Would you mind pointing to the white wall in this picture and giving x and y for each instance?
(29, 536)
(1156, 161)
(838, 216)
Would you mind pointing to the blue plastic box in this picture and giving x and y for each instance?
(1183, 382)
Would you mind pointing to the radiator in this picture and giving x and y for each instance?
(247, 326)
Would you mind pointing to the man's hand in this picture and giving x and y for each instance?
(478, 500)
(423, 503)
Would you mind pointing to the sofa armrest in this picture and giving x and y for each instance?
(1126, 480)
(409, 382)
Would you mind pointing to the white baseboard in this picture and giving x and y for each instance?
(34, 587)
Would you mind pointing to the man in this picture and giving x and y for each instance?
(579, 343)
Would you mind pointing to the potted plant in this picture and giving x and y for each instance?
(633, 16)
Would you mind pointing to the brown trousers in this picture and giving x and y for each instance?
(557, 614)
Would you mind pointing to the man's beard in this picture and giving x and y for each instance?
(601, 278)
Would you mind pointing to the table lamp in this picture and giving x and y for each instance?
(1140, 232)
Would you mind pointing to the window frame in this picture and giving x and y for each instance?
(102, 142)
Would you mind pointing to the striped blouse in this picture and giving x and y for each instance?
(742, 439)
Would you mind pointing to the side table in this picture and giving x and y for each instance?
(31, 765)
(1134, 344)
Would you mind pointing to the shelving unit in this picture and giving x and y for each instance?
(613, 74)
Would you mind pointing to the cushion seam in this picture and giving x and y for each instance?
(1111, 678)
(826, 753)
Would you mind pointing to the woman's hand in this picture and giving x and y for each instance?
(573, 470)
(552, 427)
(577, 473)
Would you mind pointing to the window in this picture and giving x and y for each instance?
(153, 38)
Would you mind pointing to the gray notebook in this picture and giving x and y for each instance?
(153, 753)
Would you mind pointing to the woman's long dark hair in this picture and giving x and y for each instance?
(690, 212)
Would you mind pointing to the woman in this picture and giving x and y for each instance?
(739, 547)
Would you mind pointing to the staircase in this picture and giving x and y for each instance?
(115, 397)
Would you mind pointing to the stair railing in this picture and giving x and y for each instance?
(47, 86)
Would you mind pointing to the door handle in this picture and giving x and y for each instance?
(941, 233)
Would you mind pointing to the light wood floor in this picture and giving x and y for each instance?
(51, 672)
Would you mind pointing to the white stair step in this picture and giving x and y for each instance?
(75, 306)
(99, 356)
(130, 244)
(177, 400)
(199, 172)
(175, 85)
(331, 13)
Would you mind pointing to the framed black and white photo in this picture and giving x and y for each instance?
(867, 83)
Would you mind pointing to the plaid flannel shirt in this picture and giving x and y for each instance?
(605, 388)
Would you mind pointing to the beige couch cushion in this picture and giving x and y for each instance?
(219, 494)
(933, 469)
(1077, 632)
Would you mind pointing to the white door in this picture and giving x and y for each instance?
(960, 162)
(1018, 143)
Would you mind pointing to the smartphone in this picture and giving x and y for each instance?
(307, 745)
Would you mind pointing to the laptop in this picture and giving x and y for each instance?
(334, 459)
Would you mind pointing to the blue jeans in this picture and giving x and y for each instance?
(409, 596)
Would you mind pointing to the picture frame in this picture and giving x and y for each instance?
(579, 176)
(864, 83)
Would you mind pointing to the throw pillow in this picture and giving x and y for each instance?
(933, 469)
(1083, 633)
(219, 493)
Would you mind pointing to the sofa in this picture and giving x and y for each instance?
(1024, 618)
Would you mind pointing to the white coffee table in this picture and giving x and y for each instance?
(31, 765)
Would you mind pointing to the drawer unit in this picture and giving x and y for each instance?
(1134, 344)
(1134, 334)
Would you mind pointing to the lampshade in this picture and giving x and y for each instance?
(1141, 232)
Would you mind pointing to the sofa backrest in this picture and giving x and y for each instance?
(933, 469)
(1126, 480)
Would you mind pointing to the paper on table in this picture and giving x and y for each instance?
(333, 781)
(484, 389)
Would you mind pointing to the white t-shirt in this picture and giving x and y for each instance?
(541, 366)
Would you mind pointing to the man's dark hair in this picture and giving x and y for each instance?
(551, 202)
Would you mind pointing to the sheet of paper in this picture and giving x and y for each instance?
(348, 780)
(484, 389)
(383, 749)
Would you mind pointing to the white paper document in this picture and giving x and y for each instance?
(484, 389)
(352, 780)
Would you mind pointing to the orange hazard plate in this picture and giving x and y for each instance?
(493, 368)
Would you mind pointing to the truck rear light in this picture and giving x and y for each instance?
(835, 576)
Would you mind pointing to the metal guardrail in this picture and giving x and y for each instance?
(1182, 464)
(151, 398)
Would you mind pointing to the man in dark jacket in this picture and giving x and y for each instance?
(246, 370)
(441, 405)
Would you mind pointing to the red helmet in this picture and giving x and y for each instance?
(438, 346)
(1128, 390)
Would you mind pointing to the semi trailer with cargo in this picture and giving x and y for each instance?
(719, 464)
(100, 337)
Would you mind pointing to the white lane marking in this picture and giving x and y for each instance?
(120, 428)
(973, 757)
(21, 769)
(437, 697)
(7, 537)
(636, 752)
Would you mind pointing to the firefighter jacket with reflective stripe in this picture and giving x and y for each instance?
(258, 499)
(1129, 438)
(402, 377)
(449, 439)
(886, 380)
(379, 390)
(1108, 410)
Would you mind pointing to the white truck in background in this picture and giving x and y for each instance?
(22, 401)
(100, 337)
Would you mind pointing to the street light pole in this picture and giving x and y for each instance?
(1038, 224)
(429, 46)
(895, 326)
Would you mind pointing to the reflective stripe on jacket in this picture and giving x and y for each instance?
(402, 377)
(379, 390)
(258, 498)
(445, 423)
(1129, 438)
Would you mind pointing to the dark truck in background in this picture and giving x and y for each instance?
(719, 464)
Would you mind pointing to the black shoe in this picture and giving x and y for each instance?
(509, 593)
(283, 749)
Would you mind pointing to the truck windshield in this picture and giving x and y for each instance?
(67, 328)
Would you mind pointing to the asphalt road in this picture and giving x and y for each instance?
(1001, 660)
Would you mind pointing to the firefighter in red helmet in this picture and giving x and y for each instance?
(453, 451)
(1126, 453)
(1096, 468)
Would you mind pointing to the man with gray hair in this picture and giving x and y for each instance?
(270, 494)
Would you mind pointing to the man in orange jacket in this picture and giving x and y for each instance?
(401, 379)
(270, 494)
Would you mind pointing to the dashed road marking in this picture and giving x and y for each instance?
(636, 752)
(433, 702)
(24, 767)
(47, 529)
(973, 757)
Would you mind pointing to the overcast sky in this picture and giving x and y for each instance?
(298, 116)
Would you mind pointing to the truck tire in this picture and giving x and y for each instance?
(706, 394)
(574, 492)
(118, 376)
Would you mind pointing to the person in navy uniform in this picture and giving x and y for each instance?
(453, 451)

* WHAT THE TASK ASKS: Extract every line above exactly as it stands.

* TASK OUTPUT:
Would you mind pointing to the white wall in this picture and giving x and y for each instance?
(29, 536)
(1156, 161)
(838, 216)
Would you mind pointing to the blue plastic box in this picture and giving x and y for each instance?
(1183, 382)
Would you mind pointing to the radiator in this picture and giving x and y for each instance?
(247, 326)
Would you mind pointing to the man's hand in this picture and giving x and y for each instance?
(478, 500)
(423, 503)
Would you mind pointing to the sofa armrest in this picture and giving x and y for each instance?
(1126, 480)
(409, 382)
Would you mind pointing to the white baseboard in this picture and giving x and y for each instance?
(34, 587)
Would you mind pointing to the man in this picture and giving x and y for each instance?
(579, 343)
Would you mind pointing to the potted plant in this picture and giving x and y for each instance?
(633, 16)
Would you mind pointing to the brown trousers in this picture and giving x and y for each instance?
(557, 614)
Would you mind pointing to the man's beard in this picture and giving x and y for each instance?
(601, 278)
Would you mind pointing to the table lamp in this picture and giving x and y for each instance?
(1140, 232)
Would you mind pointing to the window frame in this picture and giving x and y for each instance?
(102, 142)
Would you mind pointing to the striped blouse in this picture and giving x and y for each instance?
(742, 439)
Would you mind pointing to the side table in this picture and giving x and y for each instance?
(31, 765)
(1134, 344)
Would you mind pointing to the shelving unit in this picture and giving x and y for each instance?
(613, 74)
Would you mind pointing to the cushion seam in this picture and giving x and y for each instance?
(1111, 678)
(826, 753)
Would you mind pointing to the woman's hand in this picture and giving x and y for each instance?
(573, 470)
(552, 427)
(577, 473)
Would you mind pointing to the window in this picture and giving x and y for each instance?
(153, 38)
Would you mind pointing to the gray notebook in this picture and giving x and y for each instance?
(153, 753)
Would you mind pointing to the woman's long dark hair in this picture and giving x and y for each instance?
(690, 212)
Would you mind pointing to the woman in this picture and giving x and y for each instance?
(739, 547)
Would you mind pointing to the staircase in this picture and giving x and y for each instance?
(115, 397)
Would you mind pointing to the stair railing in this picture and giving x and y for each instance?
(47, 86)
Would you mind pointing to the door handle in this picture and giving x and y for each instance?
(941, 233)
Would you mind pointing to the light wood floor in this picture and giving x and y for each instance?
(51, 672)
Would you mind pointing to the white stair step in this picture and giving x and y for each instance?
(75, 306)
(99, 356)
(130, 244)
(177, 400)
(199, 172)
(175, 85)
(331, 13)
Would you mind pointing to the framed black and white photo in this picture and giving x and y for each instance?
(867, 83)
Would you mind pointing to the plaid flannel shirt in this picture and giving x and y for each instance?
(605, 388)
Would you mind pointing to the beige couch cushion in this picture and giving x and y for each instance?
(219, 494)
(933, 469)
(1077, 632)
Would you mind pointing to the white door in this picture and giving x and y for each instance?
(960, 162)
(1018, 143)
Would you mind pointing to the smartphone in this picture and giving x and y for each instance?
(307, 745)
Would you mind pointing to the laptop in this picture and giving x and y for each instance?
(334, 459)
Would you mind pointing to the blue jeans in this picture and giving x and y for each instance?
(409, 596)
Would you mind pointing to the picture frame in this picture and giving x and y for each instance?
(579, 176)
(864, 83)
Would you mind pointing to the throw pillow in this picture and giving x and y for each instance?
(933, 469)
(1083, 633)
(219, 493)
Would you mind pointing to the sofa in this picture and giving x and y for each instance?
(1024, 618)
Would you mind pointing to the white coffee table in this picture and giving x and y for each instance?
(31, 765)
Would you mind pointing to the drawer unit in this picture and giving x and y for each instance?
(1134, 344)
(1134, 334)
Would you mind pointing to the lampshade in this picture and giving x and y for each instance?
(1141, 232)
Would you mind pointing to the sofa backrest in this picture and giving x and y for each instance?
(933, 469)
(1126, 480)
Would you mind pointing to the paper on table in this picture and giving x and y for each instance?
(333, 781)
(484, 389)
Would you mind pointing to the white t-shirt in this picture and giving x and y for each instance?
(541, 366)
Would you mind pointing to the man's dark hair in this picture and giving x and y for each instance?
(551, 202)
Would you mind pointing to the sheet of paper in this picture and giving x and y for each instance?
(348, 780)
(484, 389)
(383, 749)
Would you mind pointing to the white paper document in this picture and giving x and y for each instance?
(484, 389)
(352, 780)
Would you mind pointing to the orange hazard plate in this picture and giving x and y for each instance?
(493, 368)
Would you mind pointing to the truck rear light in this picture and giving x and y for each instance?
(835, 576)
Would you mind pointing to the metal guardrail in this picture and giving x and y for each instance?
(1182, 464)
(151, 398)
Would you mind pointing to the man in dark jacket in this picture and giving x and y for each instance?
(246, 370)
(441, 405)
Would you mind pointing to the red helmet in this picture and giving x and y for each instance?
(438, 346)
(1128, 390)
Would you mind pointing to the semi trailer with cargo in this picture and giving x and y for each instance?
(719, 464)
(100, 337)
Would you mind pointing to the white lane marking in this picture and giving x and y for each instance?
(120, 428)
(973, 757)
(21, 769)
(437, 697)
(7, 537)
(636, 752)
Would you mind pointing to the firefighter jacket with reflective stripe in this picture and giving x and y for each instance?
(258, 499)
(1129, 438)
(402, 377)
(449, 439)
(886, 380)
(379, 390)
(1108, 410)
Would you mind pointing to the white truck in background in this picture and giving x and y for each instance?
(22, 401)
(100, 337)
Would you mind pointing to the street light pole in this picture and giving x and y for each instance?
(1038, 224)
(429, 46)
(895, 326)
Would you mind pointing to the reflective stripe on jacket in this picture and giving x and y for each instance?
(402, 377)
(379, 390)
(258, 498)
(445, 423)
(1129, 438)
Would you mind pointing to the dark truck in background in this picture and giving x and y for each instance?
(719, 464)
Would you mind pointing to the black shoe in this picture and giving x and y for each instance?
(509, 593)
(283, 749)
Would you mind pointing to the truck windshield in this picture and giving x and y for each instance?
(67, 328)
Would you mind pointing to the asphalt road in this picture and giving x and y for each instance?
(1001, 660)
Would you mind pointing to the firefighter in red helmet in this picture and giving x and y for each instance?
(453, 451)
(1126, 453)
(1096, 468)
Would you mind pointing to the man with gray hair in this picture and giving x and y for each instance?
(270, 494)
Would you mind pointing to the man in orange jacket in this picture and giving x and y for each instance?
(401, 379)
(270, 494)
Would you mind pointing to the dashed road marking in this picture and giving x and y for each instance?
(636, 752)
(433, 702)
(24, 767)
(47, 529)
(973, 757)
Would you mind pointing to the overcast sky in this picture and giving x and y for each instance?
(298, 116)
Would you mind pointing to the truck tire in this picture and giving x and y for each instance?
(706, 394)
(574, 492)
(118, 376)
Would you mind pointing to the person in navy uniform in this picture and giving x and y for each instance?
(453, 451)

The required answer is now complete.